____ Extracted text


    Too bad I can’t get Tranquil Margarita, but shipping from Las Pilitas is quite costly. Well, hope Eve can do a job, let’s keep our fingers crossed for no gophers.

  3. I love coffeeberries, but maybe that’s because the three I’ve planted haven’t yet erupted into 15′ “hedges”. The Eve Case is still only about 15″ across after two years, and the San Bruno is still a baby at 6″. I installed a 1 gallon Chaparral Coffeeberry (R. californica tomentella) last fall on a west-facing slope, and am waiting to see how it fares. The Tranquil Margarita in your garden looks lush, btw – I’ve seen it on Las Pilitas’ website and have often wondered if it would thrive in our more southerly climes. Well, now I know and will add it to my next order from Las Pilitas. Great post, James!

  4. Widely used but under-appreciated is how I think of them. They’re my regular big-green-leaved shrub to combine with all the small-grayish-leaved plants that I use. I get sort of excited about them this time of year when their new foliage comes out an amazing green color, but I think I mostly don’t give them enough credit. I’ve never seen Tranquil Margarita up here, just Eve Case, Mound San Bruno, and Leatherleaf.

________
____ Excerpted data

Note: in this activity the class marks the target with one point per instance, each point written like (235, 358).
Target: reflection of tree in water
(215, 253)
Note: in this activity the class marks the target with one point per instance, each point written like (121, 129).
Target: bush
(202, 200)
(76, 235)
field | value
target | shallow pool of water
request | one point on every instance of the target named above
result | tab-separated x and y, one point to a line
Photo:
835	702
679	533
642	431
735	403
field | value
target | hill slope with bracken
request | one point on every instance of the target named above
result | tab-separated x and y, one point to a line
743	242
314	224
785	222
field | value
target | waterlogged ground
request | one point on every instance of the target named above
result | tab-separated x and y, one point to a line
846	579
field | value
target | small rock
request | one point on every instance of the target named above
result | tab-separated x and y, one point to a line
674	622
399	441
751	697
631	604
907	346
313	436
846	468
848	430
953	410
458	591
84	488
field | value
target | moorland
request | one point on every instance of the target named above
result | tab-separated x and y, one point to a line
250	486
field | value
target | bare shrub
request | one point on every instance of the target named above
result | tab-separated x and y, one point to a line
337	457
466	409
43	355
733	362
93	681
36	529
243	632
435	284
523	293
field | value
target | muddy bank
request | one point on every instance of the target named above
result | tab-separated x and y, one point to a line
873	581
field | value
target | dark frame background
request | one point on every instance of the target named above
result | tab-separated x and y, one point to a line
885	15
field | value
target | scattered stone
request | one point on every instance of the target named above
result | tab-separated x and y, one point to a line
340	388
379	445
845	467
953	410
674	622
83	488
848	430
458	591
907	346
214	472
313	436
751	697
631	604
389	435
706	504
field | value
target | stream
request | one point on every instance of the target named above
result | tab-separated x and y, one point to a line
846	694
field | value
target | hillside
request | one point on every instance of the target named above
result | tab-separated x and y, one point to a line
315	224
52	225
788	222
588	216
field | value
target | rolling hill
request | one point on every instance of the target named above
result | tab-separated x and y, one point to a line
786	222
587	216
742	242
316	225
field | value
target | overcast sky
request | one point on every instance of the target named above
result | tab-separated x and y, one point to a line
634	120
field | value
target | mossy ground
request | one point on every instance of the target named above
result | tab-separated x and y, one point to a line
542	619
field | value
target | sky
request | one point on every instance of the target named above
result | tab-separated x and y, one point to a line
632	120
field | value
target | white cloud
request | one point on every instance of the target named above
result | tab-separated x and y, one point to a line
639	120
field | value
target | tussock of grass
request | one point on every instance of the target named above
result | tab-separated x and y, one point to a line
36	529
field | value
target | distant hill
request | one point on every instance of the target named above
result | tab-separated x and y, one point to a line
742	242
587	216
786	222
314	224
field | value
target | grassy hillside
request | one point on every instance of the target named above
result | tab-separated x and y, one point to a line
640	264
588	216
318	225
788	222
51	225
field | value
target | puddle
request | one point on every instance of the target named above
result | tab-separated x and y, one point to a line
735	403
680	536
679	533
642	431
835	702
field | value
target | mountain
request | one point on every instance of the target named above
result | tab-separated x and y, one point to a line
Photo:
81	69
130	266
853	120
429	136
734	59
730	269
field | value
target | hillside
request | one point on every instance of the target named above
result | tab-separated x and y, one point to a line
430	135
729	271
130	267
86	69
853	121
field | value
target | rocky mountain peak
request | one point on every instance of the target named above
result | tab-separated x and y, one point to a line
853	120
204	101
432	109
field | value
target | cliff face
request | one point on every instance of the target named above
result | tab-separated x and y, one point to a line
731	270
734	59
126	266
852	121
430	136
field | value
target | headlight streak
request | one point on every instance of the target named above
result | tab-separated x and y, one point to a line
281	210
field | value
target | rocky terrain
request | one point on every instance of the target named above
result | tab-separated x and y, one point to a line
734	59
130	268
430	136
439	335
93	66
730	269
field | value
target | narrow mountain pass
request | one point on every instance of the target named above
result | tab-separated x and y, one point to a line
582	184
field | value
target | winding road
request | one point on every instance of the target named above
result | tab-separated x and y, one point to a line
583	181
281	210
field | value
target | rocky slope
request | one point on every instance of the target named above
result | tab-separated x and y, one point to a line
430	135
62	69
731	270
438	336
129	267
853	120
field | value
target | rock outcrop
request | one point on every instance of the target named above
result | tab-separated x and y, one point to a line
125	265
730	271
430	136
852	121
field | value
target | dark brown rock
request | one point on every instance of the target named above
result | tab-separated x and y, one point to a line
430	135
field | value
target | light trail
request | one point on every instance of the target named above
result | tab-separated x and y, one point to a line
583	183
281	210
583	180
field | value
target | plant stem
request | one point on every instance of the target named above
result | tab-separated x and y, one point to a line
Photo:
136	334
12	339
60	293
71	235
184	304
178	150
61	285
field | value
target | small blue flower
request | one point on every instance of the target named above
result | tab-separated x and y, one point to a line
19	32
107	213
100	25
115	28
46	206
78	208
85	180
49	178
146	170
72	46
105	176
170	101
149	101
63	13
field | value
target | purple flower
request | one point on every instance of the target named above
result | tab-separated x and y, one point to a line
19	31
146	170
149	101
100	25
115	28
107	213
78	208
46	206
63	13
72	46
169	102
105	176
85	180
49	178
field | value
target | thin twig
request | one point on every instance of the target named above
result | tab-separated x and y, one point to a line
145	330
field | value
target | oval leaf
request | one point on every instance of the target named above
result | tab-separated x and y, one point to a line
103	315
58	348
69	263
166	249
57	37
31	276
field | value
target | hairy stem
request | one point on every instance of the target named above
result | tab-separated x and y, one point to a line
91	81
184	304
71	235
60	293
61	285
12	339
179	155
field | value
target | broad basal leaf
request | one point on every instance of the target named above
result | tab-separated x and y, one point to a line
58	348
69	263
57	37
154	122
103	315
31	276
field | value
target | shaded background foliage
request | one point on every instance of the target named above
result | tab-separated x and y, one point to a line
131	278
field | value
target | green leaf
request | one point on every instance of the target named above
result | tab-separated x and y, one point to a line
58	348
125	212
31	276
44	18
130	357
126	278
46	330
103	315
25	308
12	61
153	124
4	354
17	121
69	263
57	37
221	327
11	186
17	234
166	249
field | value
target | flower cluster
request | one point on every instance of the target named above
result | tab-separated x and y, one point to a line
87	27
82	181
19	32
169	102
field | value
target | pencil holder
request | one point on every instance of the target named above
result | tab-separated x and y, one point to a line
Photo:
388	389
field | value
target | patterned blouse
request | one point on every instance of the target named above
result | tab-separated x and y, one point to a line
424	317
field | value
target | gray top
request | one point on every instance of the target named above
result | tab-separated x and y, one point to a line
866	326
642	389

________

# What the exercise asks
Write out everything in the coffeeberry comments from "4. Widely used" down to "Bruno, and Leatherleaf.".

# Solution for this problem
4. Widely used but under-appreciated is how I think of them. They’re my regular big-green-leaved shrub to combine with all the small-grayish-leaved plants that I use. I get sort of excited about them this time of year when their new foliage comes out an amazing green color, but I think I mostly don’t give them enough credit. I’ve never seen Tranquil Margarita up here, just Eve Case, Mound San Bruno, and Leatherleaf.